Records to process:
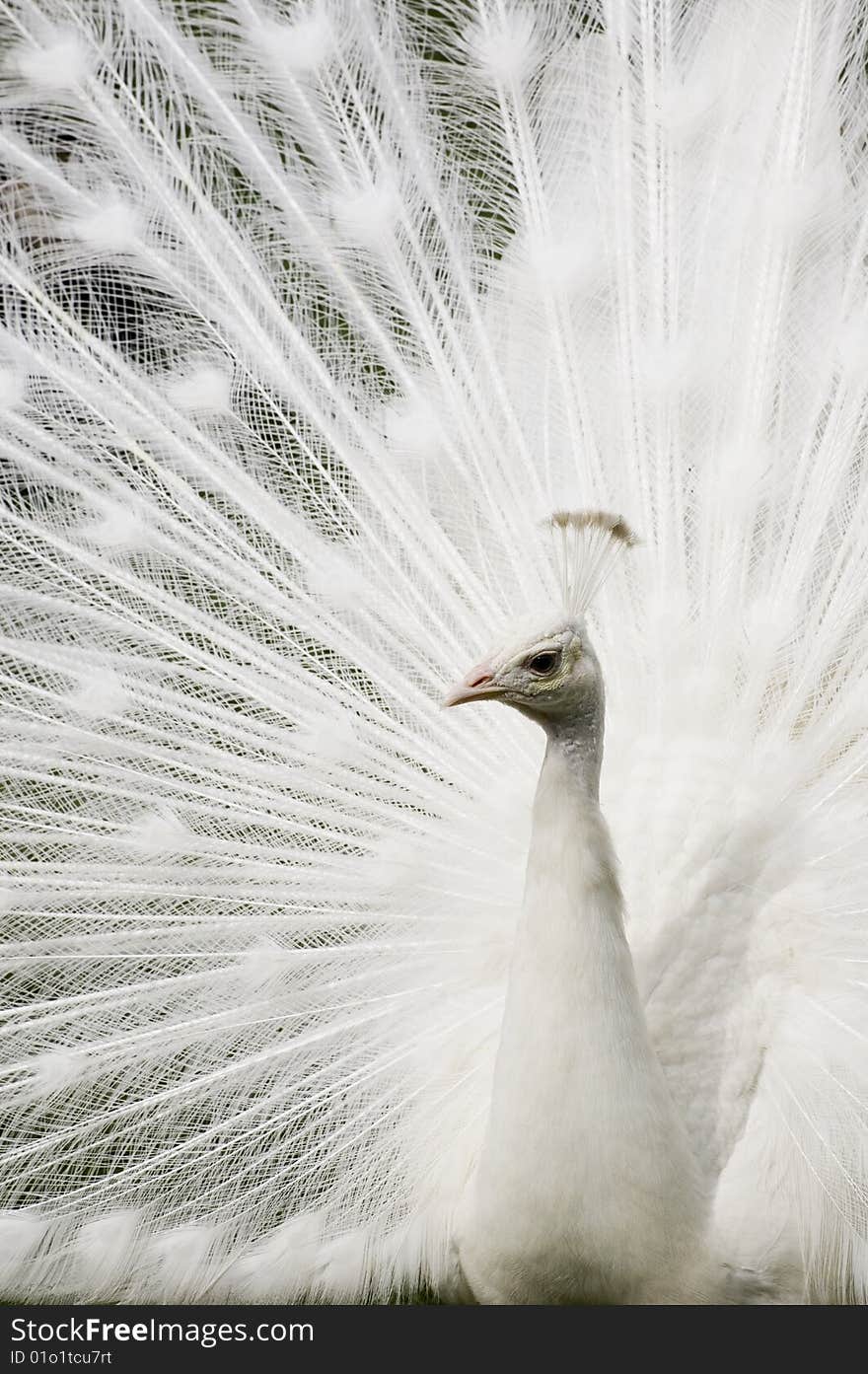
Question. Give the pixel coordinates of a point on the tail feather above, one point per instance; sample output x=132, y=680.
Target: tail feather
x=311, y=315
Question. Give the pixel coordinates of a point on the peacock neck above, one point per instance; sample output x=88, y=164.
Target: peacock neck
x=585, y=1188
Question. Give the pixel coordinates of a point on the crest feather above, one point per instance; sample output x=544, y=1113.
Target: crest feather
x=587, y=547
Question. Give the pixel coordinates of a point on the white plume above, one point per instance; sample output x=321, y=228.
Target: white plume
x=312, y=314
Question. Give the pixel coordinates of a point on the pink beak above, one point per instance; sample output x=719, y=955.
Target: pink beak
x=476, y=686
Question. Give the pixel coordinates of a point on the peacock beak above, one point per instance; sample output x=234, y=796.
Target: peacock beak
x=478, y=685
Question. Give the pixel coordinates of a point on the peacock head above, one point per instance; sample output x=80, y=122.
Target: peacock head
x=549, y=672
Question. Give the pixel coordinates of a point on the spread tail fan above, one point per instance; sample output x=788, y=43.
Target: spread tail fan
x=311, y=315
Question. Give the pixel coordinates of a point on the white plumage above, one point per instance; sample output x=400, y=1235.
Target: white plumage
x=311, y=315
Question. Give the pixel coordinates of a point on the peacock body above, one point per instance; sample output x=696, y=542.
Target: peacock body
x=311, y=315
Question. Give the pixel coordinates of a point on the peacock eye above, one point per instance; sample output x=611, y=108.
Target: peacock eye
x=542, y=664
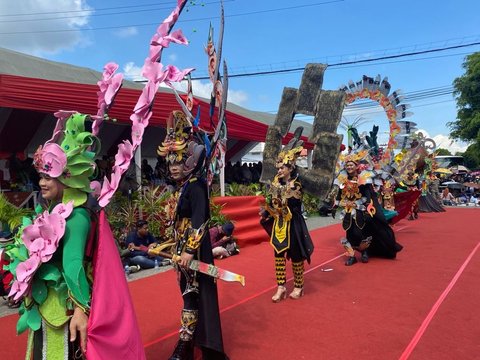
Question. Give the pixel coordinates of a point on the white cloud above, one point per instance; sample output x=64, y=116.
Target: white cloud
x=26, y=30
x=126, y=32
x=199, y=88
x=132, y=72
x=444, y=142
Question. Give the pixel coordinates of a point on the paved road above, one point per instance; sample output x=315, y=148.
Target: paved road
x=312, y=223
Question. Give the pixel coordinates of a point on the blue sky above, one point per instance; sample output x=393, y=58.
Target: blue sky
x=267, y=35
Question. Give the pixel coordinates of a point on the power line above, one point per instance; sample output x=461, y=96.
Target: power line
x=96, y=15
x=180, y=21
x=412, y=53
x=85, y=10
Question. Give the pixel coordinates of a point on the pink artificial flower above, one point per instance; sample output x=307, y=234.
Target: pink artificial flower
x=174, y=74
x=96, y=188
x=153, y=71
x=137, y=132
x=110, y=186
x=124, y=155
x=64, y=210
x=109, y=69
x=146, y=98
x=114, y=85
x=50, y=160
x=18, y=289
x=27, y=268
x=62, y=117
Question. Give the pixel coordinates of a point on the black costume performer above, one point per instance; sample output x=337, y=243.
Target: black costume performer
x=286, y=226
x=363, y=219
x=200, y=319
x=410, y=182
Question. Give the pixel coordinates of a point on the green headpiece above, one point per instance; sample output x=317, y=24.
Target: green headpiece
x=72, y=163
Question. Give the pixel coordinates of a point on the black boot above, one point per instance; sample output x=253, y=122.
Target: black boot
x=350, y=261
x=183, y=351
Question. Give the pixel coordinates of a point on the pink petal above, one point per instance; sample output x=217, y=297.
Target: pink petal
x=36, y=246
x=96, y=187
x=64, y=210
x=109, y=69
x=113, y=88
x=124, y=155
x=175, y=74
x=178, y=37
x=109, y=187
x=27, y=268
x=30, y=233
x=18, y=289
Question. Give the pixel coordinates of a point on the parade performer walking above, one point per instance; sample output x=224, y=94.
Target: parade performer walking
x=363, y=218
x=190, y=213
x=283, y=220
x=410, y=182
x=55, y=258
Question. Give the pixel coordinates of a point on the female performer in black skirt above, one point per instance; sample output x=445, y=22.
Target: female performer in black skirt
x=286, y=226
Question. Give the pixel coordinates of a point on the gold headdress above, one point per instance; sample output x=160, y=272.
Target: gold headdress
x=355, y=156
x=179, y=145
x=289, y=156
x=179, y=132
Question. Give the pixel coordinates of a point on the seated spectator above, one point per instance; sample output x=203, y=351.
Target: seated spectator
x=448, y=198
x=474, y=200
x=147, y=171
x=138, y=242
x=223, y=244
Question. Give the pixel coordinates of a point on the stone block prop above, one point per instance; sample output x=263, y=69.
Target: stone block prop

Aim: Please copy out the records from the line containing "output x=611, y=108." through the line containing "x=62, y=117", leaving out the pictures.

Exercise answer:
Question. Give the pixel coordinates of a point on the peacock eye above, one point per instance; sample output x=611, y=108.
Target: peacock eye
x=542, y=664
Question. Give the pixel coordinates of a point on the white cloud above, one point per instance; sample output x=64, y=116.
Target: white cloud
x=26, y=30
x=126, y=32
x=199, y=88
x=132, y=72
x=444, y=142
Question. Give the pixel coordinates of a point on the paved road above, one point per instance; sample output x=315, y=148.
Target: paved road
x=312, y=223
Question. Give the pixel coordinates of a point on the blue sky above, one point per instance; sample output x=393, y=58.
Target: blue sky
x=267, y=35
Question. Give the pixel coordinates of a point on the power line above, one point per instance; sample output x=461, y=96.
Target: power line
x=96, y=15
x=180, y=21
x=412, y=53
x=85, y=10
Question. Give the pixel coordinates of a point on the pink artificial flower above, one point per instance; sample output x=307, y=234.
Target: pink artificial flower
x=174, y=74
x=96, y=188
x=153, y=71
x=137, y=132
x=110, y=186
x=124, y=155
x=64, y=210
x=109, y=69
x=146, y=98
x=114, y=85
x=50, y=160
x=18, y=289
x=27, y=268
x=62, y=117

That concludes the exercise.